-- Begin --

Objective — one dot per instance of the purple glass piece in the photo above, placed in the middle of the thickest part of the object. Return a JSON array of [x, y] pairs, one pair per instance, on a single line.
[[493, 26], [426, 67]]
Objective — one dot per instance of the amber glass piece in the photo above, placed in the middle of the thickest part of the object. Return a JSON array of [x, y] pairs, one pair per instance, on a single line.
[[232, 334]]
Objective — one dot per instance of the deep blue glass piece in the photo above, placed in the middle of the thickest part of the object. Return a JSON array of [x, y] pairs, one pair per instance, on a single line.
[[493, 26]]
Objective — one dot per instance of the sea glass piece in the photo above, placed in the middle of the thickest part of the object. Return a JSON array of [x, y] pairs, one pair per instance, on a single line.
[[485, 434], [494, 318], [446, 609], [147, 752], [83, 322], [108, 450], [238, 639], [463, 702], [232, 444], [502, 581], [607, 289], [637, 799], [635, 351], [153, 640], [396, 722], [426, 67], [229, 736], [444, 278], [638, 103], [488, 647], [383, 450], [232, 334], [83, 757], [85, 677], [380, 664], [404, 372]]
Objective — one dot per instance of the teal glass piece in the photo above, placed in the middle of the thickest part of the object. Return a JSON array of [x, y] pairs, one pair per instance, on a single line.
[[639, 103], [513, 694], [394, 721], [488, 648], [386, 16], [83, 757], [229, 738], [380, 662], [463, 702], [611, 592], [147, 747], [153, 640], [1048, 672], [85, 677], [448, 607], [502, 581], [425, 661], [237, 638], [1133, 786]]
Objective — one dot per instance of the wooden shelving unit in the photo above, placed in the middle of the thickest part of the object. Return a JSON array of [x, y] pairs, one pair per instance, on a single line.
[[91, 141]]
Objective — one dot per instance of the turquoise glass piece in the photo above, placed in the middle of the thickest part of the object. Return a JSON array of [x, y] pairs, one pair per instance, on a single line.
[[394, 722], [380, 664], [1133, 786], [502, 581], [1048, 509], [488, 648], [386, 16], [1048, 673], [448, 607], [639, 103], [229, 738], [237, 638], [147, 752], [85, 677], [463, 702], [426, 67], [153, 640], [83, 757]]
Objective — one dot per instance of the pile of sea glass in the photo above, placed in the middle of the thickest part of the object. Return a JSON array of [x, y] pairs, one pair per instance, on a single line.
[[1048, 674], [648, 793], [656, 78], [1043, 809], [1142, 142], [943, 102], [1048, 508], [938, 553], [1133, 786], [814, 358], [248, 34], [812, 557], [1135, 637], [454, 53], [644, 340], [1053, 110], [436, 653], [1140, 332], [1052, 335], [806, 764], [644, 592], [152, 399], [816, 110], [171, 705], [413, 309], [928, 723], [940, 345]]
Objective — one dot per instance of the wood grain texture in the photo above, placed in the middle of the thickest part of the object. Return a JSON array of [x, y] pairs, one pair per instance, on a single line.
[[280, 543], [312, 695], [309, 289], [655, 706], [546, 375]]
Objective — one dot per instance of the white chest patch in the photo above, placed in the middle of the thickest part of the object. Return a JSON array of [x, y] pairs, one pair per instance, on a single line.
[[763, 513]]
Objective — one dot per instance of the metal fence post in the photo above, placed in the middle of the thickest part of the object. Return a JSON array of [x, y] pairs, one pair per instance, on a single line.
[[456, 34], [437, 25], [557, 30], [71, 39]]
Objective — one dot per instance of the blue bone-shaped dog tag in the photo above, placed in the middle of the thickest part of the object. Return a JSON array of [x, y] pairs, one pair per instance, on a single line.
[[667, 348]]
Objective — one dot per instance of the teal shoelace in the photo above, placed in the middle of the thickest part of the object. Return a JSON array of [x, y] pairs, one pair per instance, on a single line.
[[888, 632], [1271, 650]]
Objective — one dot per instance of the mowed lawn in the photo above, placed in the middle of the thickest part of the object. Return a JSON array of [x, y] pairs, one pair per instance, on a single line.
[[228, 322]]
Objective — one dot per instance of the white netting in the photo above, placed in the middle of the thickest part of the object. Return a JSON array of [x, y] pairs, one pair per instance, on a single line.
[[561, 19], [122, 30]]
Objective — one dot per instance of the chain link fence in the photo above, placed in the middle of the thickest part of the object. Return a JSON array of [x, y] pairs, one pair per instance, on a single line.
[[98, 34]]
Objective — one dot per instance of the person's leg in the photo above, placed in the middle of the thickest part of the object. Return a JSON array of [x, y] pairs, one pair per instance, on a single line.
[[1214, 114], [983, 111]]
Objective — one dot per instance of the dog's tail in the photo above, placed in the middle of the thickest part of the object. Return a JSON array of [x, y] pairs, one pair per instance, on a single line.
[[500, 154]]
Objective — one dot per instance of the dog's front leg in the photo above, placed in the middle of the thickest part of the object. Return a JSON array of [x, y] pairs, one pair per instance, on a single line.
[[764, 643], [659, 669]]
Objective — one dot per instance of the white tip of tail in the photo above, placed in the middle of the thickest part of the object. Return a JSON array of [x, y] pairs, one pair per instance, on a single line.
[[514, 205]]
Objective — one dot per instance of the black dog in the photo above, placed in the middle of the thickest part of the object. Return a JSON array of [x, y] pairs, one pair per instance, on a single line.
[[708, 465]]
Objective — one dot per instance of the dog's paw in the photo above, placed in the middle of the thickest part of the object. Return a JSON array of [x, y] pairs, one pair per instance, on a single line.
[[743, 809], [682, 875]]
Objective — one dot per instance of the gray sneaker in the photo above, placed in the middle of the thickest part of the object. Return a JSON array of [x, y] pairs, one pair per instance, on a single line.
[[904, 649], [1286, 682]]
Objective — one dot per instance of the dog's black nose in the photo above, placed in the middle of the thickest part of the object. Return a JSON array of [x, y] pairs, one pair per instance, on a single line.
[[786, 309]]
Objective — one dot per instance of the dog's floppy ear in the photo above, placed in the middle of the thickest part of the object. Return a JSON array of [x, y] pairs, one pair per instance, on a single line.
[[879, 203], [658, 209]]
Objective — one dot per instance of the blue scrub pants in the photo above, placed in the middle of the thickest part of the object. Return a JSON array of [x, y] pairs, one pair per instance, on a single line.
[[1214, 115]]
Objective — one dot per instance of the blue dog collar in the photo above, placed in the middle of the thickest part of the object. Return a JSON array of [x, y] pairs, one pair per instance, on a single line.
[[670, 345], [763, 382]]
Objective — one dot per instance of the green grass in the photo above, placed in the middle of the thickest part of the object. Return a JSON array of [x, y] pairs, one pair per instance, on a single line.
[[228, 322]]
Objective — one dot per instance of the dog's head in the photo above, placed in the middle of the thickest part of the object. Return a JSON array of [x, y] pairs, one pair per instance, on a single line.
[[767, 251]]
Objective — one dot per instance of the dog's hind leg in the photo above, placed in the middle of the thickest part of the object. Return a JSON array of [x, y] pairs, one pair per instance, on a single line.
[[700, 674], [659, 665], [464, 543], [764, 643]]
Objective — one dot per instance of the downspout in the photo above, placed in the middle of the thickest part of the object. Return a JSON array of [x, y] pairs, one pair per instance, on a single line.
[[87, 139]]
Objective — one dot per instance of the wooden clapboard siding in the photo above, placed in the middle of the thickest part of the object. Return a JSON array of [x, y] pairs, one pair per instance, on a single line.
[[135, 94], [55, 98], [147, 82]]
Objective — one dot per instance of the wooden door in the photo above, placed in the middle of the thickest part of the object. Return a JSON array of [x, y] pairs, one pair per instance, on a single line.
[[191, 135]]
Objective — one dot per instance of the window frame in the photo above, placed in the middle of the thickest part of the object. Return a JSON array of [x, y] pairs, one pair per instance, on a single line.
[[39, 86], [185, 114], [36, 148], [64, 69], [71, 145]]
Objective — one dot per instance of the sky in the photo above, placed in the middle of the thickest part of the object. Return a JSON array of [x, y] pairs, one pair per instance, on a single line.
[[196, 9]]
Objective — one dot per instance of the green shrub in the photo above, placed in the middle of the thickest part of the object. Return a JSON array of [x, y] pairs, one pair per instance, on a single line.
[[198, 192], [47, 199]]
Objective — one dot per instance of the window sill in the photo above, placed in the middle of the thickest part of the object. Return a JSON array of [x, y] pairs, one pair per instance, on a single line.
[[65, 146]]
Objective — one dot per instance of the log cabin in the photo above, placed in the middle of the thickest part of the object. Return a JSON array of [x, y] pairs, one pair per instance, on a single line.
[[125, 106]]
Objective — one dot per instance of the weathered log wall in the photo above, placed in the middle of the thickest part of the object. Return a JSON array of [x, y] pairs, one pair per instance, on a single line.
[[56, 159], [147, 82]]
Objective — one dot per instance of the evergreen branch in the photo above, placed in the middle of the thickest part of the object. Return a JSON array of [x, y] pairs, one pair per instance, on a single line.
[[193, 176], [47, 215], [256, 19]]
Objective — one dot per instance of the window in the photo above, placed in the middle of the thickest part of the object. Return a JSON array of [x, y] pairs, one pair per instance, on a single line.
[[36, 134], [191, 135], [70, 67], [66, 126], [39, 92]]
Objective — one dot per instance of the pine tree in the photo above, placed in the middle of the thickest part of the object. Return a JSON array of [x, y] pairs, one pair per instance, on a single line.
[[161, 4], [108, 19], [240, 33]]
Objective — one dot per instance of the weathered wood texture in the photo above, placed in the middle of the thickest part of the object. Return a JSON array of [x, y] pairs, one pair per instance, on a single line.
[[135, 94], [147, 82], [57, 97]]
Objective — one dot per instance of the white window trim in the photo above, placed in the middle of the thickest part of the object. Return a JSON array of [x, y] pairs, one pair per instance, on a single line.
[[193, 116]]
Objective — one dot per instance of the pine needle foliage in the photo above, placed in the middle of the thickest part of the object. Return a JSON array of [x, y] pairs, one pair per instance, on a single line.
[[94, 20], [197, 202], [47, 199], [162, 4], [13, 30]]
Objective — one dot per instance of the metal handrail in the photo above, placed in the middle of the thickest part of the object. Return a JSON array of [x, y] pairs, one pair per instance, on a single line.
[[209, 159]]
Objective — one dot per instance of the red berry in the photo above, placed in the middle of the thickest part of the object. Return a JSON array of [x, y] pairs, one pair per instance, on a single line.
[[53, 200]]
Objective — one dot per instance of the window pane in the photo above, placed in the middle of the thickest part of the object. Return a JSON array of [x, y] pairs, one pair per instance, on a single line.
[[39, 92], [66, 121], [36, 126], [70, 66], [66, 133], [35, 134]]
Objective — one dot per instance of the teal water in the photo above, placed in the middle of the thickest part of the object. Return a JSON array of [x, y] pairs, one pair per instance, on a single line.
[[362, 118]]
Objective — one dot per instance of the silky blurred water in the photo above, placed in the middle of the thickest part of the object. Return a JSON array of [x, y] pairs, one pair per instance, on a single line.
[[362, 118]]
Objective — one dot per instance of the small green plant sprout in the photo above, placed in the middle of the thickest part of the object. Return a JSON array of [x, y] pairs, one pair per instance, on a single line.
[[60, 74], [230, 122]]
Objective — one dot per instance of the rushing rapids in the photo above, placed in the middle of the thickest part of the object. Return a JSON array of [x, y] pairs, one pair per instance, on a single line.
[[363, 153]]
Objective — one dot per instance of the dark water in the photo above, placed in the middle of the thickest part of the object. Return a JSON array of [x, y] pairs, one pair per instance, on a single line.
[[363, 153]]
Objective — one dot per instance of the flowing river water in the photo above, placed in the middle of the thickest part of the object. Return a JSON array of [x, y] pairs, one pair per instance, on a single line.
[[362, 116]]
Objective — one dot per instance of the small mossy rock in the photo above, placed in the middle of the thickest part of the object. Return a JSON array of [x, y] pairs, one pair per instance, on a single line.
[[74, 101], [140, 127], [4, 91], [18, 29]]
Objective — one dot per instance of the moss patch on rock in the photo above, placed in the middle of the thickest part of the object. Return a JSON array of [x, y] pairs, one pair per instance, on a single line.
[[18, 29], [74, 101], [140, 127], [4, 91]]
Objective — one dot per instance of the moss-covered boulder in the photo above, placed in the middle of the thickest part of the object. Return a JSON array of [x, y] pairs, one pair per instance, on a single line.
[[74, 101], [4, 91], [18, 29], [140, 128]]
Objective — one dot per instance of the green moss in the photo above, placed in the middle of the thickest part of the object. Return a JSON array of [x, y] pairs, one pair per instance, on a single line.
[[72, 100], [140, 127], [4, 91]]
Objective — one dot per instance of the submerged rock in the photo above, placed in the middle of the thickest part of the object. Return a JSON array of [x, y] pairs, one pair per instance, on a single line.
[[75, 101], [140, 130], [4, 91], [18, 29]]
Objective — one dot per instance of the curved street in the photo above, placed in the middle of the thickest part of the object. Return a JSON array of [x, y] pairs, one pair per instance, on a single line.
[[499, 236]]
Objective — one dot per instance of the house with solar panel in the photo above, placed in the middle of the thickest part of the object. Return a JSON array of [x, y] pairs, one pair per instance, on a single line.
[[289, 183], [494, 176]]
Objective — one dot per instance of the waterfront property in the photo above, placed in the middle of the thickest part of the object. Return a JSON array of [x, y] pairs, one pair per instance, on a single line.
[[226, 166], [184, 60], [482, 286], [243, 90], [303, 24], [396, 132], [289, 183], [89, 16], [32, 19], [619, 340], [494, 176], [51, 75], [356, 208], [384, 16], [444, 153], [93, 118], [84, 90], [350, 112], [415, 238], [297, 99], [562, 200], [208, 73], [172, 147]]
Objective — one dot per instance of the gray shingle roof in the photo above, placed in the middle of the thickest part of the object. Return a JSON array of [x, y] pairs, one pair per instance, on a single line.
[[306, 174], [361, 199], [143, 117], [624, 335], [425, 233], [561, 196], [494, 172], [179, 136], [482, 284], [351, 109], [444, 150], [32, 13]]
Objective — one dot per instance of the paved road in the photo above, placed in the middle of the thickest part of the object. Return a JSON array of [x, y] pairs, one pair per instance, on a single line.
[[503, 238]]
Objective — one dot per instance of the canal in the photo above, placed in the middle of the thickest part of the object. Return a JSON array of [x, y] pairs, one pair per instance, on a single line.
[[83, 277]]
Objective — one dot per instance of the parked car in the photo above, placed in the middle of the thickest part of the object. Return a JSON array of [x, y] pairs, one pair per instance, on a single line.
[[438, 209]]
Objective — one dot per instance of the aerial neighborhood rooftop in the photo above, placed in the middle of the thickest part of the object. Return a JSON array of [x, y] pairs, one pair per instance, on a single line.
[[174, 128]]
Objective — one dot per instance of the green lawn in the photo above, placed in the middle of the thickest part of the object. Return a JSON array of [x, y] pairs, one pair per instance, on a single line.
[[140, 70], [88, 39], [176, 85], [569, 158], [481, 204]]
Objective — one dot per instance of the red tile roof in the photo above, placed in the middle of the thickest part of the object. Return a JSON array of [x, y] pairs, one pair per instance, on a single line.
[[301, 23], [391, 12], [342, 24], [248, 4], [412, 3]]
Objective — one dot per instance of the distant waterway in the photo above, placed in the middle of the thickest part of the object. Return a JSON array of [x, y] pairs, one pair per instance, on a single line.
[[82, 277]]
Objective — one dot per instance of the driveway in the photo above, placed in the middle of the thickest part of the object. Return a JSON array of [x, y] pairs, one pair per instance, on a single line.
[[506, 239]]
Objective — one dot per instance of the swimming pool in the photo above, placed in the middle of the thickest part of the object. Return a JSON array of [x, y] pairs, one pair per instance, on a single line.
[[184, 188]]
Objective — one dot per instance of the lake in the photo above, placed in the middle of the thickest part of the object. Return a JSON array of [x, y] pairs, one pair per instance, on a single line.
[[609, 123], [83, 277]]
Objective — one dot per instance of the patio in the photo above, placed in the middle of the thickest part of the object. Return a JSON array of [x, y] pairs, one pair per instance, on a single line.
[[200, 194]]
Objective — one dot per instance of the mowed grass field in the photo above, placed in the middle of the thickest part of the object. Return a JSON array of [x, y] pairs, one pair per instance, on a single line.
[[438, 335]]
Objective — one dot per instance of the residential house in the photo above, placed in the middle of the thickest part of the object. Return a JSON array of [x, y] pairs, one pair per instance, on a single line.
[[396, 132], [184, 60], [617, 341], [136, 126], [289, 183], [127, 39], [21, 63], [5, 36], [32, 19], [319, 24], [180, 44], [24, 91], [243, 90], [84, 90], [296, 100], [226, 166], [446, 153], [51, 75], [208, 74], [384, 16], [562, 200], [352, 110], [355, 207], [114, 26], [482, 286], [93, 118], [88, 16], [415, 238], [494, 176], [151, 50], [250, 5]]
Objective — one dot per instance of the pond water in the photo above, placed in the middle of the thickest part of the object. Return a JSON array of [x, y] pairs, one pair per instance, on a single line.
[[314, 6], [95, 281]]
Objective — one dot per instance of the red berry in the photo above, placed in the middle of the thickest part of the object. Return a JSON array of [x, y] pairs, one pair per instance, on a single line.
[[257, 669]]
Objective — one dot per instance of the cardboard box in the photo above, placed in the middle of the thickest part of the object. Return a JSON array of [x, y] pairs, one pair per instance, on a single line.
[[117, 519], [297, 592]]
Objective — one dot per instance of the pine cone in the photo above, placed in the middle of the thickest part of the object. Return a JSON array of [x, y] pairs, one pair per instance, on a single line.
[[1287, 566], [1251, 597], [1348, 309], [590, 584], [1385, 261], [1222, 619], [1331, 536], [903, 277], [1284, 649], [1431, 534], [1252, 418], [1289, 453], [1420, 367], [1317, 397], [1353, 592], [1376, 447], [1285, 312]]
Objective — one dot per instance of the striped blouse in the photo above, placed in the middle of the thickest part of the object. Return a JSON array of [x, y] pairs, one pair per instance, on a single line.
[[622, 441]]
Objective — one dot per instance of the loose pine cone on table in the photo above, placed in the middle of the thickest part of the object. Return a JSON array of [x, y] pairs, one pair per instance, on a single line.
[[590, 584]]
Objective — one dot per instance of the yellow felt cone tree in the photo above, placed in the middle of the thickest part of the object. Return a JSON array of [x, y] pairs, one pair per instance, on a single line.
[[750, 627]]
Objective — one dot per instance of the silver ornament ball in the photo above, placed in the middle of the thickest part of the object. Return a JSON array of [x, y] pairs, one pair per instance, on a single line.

-- End --

● **What to work on**:
Rewrite the entries above, from the start through the line containing "[[493, 26], [426, 67]]", as a two-column CSV with the columns input and output. Give one row per entry, with its text under input and its answer under output, each in a single quoted field and with any line breaks replaced by spaces.

● **Solution for this exercise**:
input,output
"Objective — one dot per instance of the purple glass piece in the photo above, placed in the middle of the thickest part of the object. Return a JSON array of [x, y] pairs, one pair per instance, on a single line.","[[493, 26], [426, 67]]"